Can you copy the lines below word for word, leaving out the pictures?

^^^^^^^^^^^^^^^^

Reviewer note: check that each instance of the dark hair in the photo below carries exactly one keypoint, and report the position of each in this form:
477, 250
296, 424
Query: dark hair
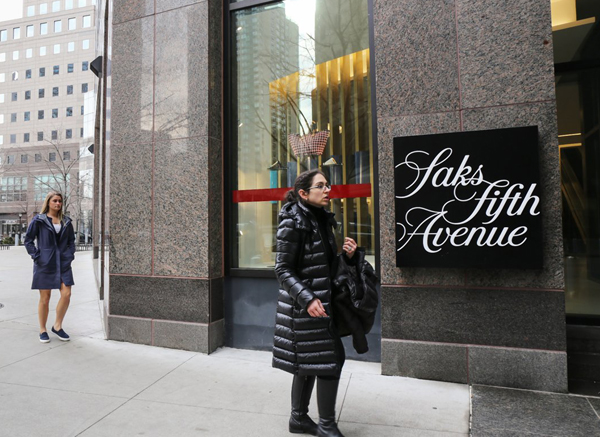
303, 182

^^^^^^^^^^^^^^^^

Written reply:
Reviewer note: check that each instance of the dark hair in the photo below carries exactly one keypoint, and report the position of each in this form:
477, 250
296, 424
Query: dark hair
303, 182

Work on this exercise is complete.